━━━ Source information

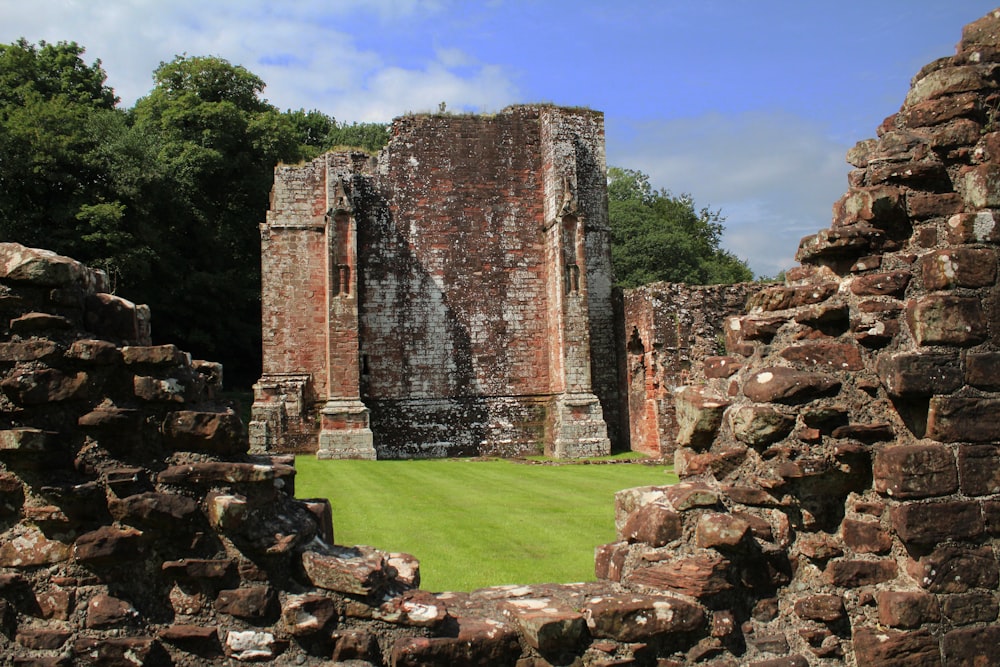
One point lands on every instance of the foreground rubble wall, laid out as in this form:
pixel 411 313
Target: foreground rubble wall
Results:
pixel 839 498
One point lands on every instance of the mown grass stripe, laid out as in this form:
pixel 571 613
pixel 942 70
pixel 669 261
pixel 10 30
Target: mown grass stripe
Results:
pixel 477 523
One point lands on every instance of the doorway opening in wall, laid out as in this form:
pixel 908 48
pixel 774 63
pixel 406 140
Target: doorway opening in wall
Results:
pixel 473 522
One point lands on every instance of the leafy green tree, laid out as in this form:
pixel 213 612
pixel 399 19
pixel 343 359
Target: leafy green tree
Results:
pixel 656 236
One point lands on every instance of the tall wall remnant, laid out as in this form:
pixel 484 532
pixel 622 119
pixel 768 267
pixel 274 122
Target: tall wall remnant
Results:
pixel 452 296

━━━━━━

Wherever the string "stripe" occurs in the listing, return the line it sits on.

One point lands on every instance of the mown grass stripe, laid out as in this form:
Target: mown grass stripe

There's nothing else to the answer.